The situation before the fourth wave

The New Deal and World War II


President Roosevelt believed that democracy had failed in other countries because of
unemployment and insecurity. In the early 1930s, he proposed a “New Deal” to end the Great
Depression. The New Deal included many programs. Bank accounts were insured. New rules
applied to the stock market. Workers could form unions to protect their rights. Farmers received
financial aid for certain crops. The government hired people to plant trees, clean up waterways,
and fix national parks. Skilled workers helped build dams and bridges. The government provided
flood control and electric power for poor areas. The Social Security system helped the poor,
disabled, and elderly. Many Americans were uneasy with big government, but they also wanted
the government to help ordinary people. These programs helped, but they didn’t solve the
economic problems. The next world war would do that.
The United States remained neutral while Germany, Italy, and Japan attacked other countries.
Although many people wished to stay out of these conflicts, Congress voted to draft soldiers and
began to strengthen the military.
As Japan conquered territories in China and elsewhere in Asia, it threatened to seize raw materials
used by Western industries. In response, the United States refused to sell oil to Japan. Japan
received 80 percent of its oil from the United States. When the United States demanded that Japan
withdraw from its conquered territories, Japan refused. On December 7, 1941, Japan attacked the
American fleet at Pearl Harbor, Hawaii. The United States declared war on Japan. Because
Germany and Italy were allies of Japan, they declared war on America.

RECORDS SUPPLIED:
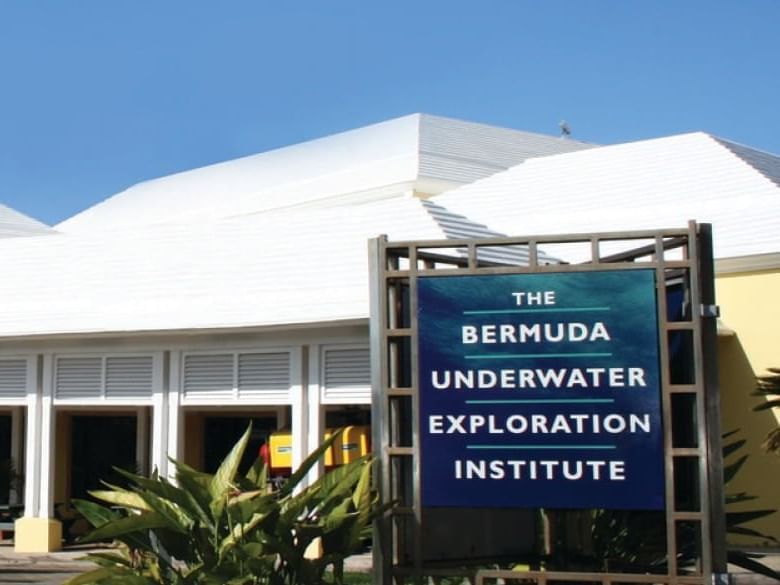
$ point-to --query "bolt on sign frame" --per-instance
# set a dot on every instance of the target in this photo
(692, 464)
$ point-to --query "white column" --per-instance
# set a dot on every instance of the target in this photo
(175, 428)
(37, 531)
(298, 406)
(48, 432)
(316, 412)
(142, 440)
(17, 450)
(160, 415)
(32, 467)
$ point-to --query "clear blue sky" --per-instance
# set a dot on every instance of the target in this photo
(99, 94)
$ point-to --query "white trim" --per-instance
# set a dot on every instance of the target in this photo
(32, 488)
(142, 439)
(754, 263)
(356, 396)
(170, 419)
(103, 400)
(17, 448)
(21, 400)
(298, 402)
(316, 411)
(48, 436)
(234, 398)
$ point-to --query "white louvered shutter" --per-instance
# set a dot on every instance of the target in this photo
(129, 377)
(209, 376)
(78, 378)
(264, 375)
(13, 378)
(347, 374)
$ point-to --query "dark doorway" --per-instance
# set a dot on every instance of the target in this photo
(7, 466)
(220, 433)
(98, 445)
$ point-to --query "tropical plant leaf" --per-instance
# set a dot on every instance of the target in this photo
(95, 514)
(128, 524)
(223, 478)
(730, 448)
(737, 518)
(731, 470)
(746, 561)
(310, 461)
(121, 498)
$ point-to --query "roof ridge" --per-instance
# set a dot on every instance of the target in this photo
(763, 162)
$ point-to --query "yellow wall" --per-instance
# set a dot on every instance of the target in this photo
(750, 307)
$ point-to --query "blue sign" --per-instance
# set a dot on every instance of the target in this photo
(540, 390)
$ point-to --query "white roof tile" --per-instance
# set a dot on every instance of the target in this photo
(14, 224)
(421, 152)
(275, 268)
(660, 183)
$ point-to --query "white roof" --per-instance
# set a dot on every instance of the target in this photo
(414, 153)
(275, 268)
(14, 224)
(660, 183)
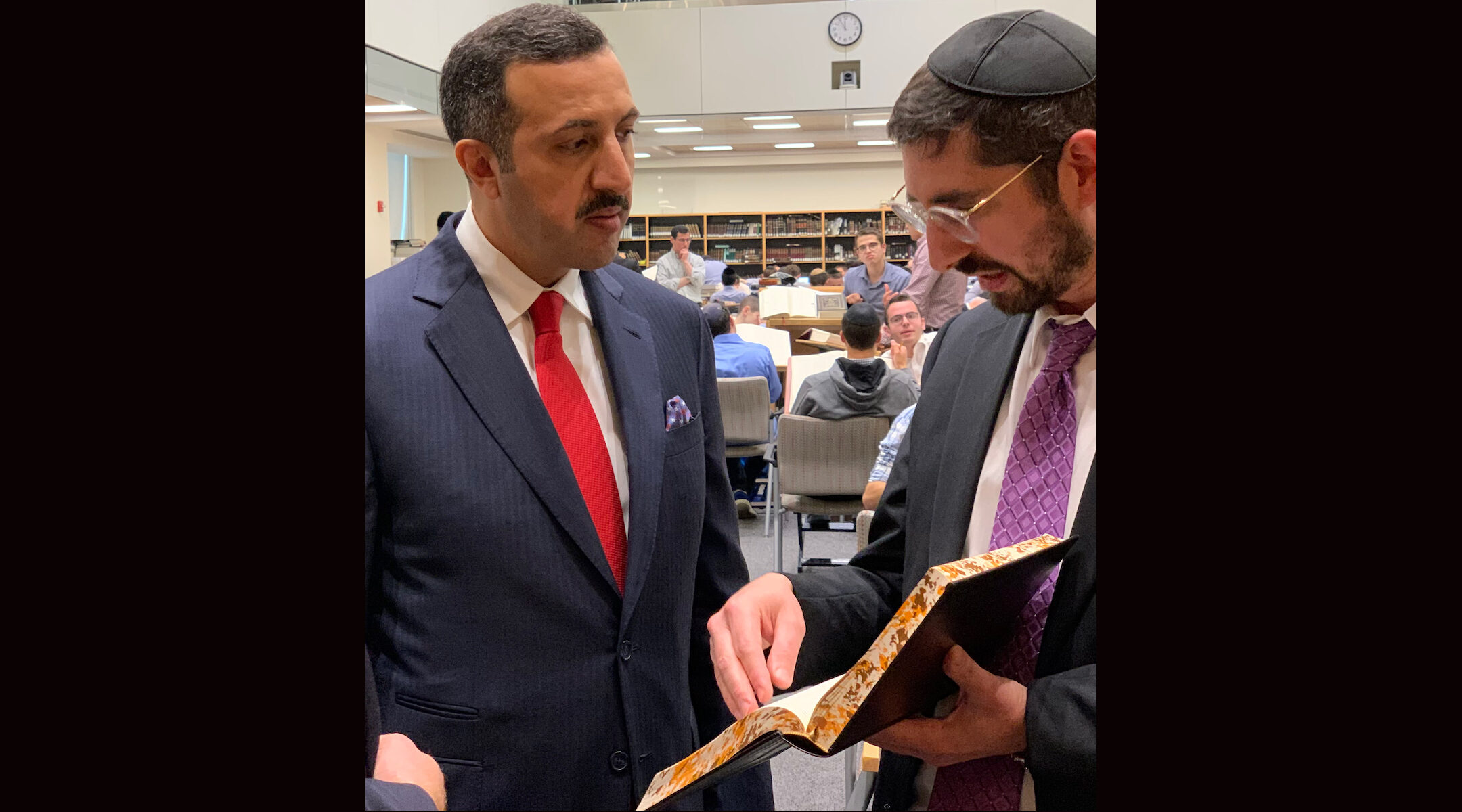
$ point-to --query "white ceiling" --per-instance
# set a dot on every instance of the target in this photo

INSTRUCTIONS:
(A) Locate each row containing the string "sign" and copy it out in full. Matches must have the same letter case.
(B) Keep writing the passage on the New Deal and World War II, picking up right after its last sentence.
The rows have no connection to the passage on the New Deal and World War II.

ANSWERS TO THE EXERCISES:
(A)
$ point-to --query "bolt on sign frame" --per-instance
$ point-to --query "blue sign" --per-instance

(B)
American industry focused on the war effort. Women built many of the 300,000 aircraft, 5,000
cargo ships, and 86,000 tanks while the men became soldiers. The United States fought with
Britain and the Soviet Union against the German Nazi threat in Europe. From the time that
Germany and the Soviet Union invaded Poland in 1939 (Germany invaded the Soviet Union in
1941) until the German surrender in 1945, millions of people died. Millions more were killed in
the Holocaust, the Nazi regime’s mass murder of Jews and other groups.
Fighting continued in Asia and the Pacific Ocean even after the war ended in Europe. These battles
were among the bloodiest for American forces. Japan refused to surrender even as U.S. forces
approached the Japanese home islands. Some Americans thought invading Japan would cause
larger numbers of U.S. and Japanese deaths. When the atomic bomb was ready, President Harry
S. Truman decided to use it on two Japanese cities— Hiroshima and Nagasaki—to bring the war
to an end without an invasion.
World War II was finally over in August 1945. Soon the world would fear nuclear weapons far
more powerful than the bombs used against Japan.

THE FOURTH WAVE: 1965 TO PRESENT


The 1965 law ushered in the fourth major wave of immigration which rose to a peak in the late
1990s and produced the highest immigration totals in American history. In addition to many
immigrants allowed by hemispheric limits (changed to a global total of 320.000 in 1980) the wave
has included hundreds and thousands of immediate relatives and refugees outside those limits and
millions of illegals who crossed the borders without paper or on a student / tourist visas and then
overstayed.
Until 2010 more than 34.5 million people secured legal permanent resident status in the U.S. The
Census Bureau estimated 10.8 million were undocumented or illegal immigrants in 2010.
From the 1965 Act benefited third world immigrants. In 2007 no Europeans were in the ten largest
immigrant groups. The wave is predominantly Latino and Asian but it has also the most diverse
wave the U.S. has seen.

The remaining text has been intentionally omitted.